OBJECTIVE
Write out the whole listing exactly as it stands.

* Begin RECORDS SUPPLIED *

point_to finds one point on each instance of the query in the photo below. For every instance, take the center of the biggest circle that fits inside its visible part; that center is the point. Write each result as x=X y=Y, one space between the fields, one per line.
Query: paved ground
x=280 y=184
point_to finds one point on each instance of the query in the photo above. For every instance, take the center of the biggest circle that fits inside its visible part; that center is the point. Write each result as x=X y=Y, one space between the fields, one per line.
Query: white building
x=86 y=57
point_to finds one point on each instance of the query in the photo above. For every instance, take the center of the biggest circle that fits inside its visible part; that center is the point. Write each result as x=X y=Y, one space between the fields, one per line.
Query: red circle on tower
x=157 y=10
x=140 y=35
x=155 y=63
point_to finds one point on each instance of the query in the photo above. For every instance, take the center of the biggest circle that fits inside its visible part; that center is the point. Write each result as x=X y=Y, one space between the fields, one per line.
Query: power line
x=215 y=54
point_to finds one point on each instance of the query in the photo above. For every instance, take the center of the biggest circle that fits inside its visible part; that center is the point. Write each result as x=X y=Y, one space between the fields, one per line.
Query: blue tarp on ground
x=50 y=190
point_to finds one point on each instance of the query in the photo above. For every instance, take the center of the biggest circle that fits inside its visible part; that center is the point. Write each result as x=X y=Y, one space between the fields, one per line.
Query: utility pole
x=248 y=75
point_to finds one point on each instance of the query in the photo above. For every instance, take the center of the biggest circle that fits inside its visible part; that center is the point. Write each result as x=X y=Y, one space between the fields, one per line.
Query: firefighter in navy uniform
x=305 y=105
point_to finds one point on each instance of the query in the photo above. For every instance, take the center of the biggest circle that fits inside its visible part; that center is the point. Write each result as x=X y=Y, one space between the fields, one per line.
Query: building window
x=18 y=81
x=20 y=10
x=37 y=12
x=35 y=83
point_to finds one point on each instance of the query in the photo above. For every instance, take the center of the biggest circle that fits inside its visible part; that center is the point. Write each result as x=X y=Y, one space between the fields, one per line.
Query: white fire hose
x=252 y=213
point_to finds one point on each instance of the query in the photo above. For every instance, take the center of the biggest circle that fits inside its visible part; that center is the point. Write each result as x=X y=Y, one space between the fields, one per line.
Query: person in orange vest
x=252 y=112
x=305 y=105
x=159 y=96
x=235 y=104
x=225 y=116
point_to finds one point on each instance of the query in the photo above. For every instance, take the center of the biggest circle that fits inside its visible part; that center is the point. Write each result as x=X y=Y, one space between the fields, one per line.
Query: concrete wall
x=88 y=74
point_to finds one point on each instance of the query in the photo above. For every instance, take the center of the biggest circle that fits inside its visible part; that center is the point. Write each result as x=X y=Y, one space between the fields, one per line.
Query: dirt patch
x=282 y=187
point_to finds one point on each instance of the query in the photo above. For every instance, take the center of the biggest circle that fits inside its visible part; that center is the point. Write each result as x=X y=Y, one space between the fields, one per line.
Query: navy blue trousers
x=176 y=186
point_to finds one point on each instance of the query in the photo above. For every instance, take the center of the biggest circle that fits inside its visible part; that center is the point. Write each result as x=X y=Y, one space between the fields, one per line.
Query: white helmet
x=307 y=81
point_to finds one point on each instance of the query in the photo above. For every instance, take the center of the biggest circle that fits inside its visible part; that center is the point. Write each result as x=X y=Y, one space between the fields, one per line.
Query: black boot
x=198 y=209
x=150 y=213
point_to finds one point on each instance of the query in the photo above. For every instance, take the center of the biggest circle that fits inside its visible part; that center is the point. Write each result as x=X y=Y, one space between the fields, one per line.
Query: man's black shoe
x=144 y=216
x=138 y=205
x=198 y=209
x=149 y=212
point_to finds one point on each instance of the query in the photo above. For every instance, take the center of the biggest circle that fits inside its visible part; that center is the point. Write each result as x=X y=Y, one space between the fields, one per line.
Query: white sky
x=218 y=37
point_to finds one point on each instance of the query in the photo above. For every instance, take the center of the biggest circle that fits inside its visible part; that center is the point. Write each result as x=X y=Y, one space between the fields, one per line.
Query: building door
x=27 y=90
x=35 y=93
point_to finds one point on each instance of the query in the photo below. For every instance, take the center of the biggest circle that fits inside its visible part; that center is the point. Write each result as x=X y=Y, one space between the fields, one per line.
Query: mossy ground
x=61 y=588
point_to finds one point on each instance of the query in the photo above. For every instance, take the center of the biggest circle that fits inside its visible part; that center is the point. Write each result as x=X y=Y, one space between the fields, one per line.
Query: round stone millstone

* End RECORDS SUPPLIED *

CORRECT RESULT
point_to finds one point on each instance of the query in the photo below. For every instance, take the center of the biggest circle that fits inside its visible part; that center is the point. Write each result as x=X y=Y, one space between the fields, one per line.
Query: paved ground
x=280 y=184
point_to finds one point on each instance of the query in the photo above. For every instance, take the center of the biggest circle that fits inside its visible part; that center is the point. Write each result as x=X y=Y, one space between the fields, one per line.
Query: white building
x=86 y=57
point_to finds one point on each instance of the query in the photo above. For every instance, take the center of the biggest circle that fits inside its visible part; that center is the point. Write each result as x=X y=Y, one space between the fields, one per line.
Query: red circle on tower
x=157 y=10
x=140 y=35
x=155 y=63
point_to finds one point on each instance of the query in the photo above. For every instance, take the center of the biggest circle that fits inside its visible part; that center is the point. Write each result as x=X y=Y, one space between the fields, one per line.
Query: power line
x=215 y=54
point_to finds one point on each instance of the query in the photo above. For every instance, take the center of the biggest circle that fits inside its visible part; that center is the point. Write each result as x=X y=Y, one space between the fields, one per line.
Query: blue tarp on ground
x=50 y=190
point_to finds one point on each instance of the query in the photo above. For every instance, take the center of the biggest circle that fits inside its visible part; that center is the point. Write each result as x=X y=Y, one space between the fields, one per line.
Query: utility pole
x=248 y=75
point_to finds one point on each instance of the query in the photo above. For every instance, take the center of the biggest circle that fits inside its visible part; that center is the point. Write each result as x=X y=Y, one space between the fields, one per line.
Query: firefighter in navy uniform
x=305 y=105
point_to finds one point on each instance of the query in the photo above. For every instance, take the center of the biggest circle that fits inside its visible part; that center is the point. Write each result as x=X y=Y, one space between the fields, one per line.
Query: building window
x=18 y=81
x=20 y=10
x=37 y=12
x=35 y=83
point_to finds one point on each instance of the query in the photo above. For every instance, take the center of the biggest circle that fits inside its visible part; that center is the point. Write each result as x=X y=Y, one space between the fields, one per line.
Query: white fire hose
x=252 y=213
point_to finds one point on each instance of the query in the photo above. For every instance, take the center of the biggest circle that fits inside its visible part; that center is the point. Write each result as x=X y=Y, one space between the fields, one per line.
Query: person in orange vest
x=252 y=112
x=305 y=105
x=159 y=96
x=235 y=104
x=225 y=116
point_to finds one point on each instance of the query in the photo above. For every instance, take the center of the biggest circle that fits inside its visible part; that center is the point. Write each result as x=X y=Y, one space between the fields, one per line.
Query: concrete wall
x=88 y=74
point_to finds one point on each instance of the query in the photo above. For every instance, take the center of the biggest circle that fits inside its visible part; that center is the point. Write each result as x=X y=Y, one space between the fields, one per line.
Query: dirt patch
x=282 y=187
point_to finds one point on each instance of the query in the photo above. For every instance, take the center of the biggest circle that fits inside its visible part; that center is the point. Write each result as x=X y=Y, one space between the fields, one per line.
Query: navy blue trousers
x=176 y=186
point_to finds one point on each instance of the query in the photo above. For every instance, take the center of the biggest circle that fits inside its visible part; that center is the point. Write each result as x=X y=Y, one space between the fields, one per line.
Query: white helmet
x=307 y=81
point_to finds one point on each instance of the query in the photo above. For every instance, take the center of the biggest circle that fits inside its visible part; that center is the point. Write each result as x=X y=Y, one space between the fields, one per line.
Query: black boot
x=198 y=209
x=150 y=213
point_to finds one point on each instance of the query in the photo above. For every instance, take the center of the biggest circle that fits inside its visible part; that center is the point. Write each result as x=X y=Y, one space between the fields, one per line.
Query: man's black shoe
x=144 y=216
x=138 y=205
x=198 y=209
x=149 y=212
point_to finds one point on each instance of the query in the photo above. For every instance, take the center of the biggest circle that fits inside its visible part; that center is the point. Write each result as x=X y=Y, one space between the fields, one per line.
Query: white sky
x=218 y=37
point_to finds one point on each instance of the query in the photo above. For every instance, take the center of the biggest circle that fits inside its visible part; that center is the point. Write each result as x=X y=Y, one space between the fields, one per line.
Query: building door
x=27 y=90
x=35 y=93
point_to finds one point on each instance of the query in the photo below. For every instance, take the center of the biggest circle that fits inside its visible part; that center is the point. Write each result as x=X y=Y, one space between the fields, one per line.
Query: mossy ground
x=61 y=588
point_to finds one point on each instance of the query in the photo above. For every instance, take the center of the biggest circle that fits inside its visible part; that center is the point. Write each result as x=X y=Y, one space between the fields, one per line.
Query: round stone millstone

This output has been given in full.